Lines before the one containing "Place a dot on every instance of the person" are left out; copy that line and every later line through the end of the data exactly.

##### Listing

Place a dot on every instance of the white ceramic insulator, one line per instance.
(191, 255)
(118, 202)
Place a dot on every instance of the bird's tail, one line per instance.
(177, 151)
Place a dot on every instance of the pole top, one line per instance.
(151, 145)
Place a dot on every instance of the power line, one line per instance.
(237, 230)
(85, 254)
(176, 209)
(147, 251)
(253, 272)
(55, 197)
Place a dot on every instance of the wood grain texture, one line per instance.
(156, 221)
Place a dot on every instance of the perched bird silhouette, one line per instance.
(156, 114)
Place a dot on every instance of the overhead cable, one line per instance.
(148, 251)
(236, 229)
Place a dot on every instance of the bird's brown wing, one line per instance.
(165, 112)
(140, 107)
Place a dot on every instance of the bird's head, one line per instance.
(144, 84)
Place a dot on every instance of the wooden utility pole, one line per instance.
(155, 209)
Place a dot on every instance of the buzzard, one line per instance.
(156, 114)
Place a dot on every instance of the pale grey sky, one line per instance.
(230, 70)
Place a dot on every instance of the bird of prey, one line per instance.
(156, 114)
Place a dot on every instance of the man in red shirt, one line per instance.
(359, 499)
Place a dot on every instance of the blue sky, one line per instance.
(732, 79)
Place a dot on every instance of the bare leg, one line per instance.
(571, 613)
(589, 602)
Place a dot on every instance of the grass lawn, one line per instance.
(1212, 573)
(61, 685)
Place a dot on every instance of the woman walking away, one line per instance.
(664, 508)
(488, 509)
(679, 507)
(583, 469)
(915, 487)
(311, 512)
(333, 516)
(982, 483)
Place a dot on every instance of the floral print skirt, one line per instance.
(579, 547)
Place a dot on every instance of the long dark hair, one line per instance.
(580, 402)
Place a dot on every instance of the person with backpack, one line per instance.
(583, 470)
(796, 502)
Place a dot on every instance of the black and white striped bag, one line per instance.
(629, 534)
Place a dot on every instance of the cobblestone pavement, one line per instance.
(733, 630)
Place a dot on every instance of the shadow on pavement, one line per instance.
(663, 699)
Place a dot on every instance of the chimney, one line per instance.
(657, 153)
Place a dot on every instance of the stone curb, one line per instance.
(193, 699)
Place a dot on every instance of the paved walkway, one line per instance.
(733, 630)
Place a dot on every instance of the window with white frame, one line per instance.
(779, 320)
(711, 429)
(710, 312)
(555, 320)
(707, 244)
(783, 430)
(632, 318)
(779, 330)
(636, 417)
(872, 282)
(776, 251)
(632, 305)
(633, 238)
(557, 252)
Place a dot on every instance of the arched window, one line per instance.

##########

Answer to the exercise
Place a dot on every instance of the person with backpack, one line per instance.
(583, 470)
(796, 502)
Place a dot on every instance of the black and white striped bag, one line per instance.
(629, 534)
Place a dot on every instance of the cobblestone pavement, one line per instance.
(733, 630)
Place a dot on every instance of the shadow on pavement, one line per instance.
(663, 699)
Place a dot on every instance of the chimney, one line per instance.
(657, 153)
Place a dot on every instance of the stone curb, one line per instance.
(193, 699)
Place a dot on every instance of the paved walkway, one line per instance.
(733, 630)
Place a dot on every instance of the window with white frame, one line per instance.
(779, 320)
(711, 429)
(710, 312)
(555, 320)
(707, 244)
(783, 430)
(632, 318)
(779, 330)
(636, 417)
(872, 282)
(776, 251)
(632, 305)
(633, 238)
(557, 252)
Place a dot on every instance of the arched window, one line per instance.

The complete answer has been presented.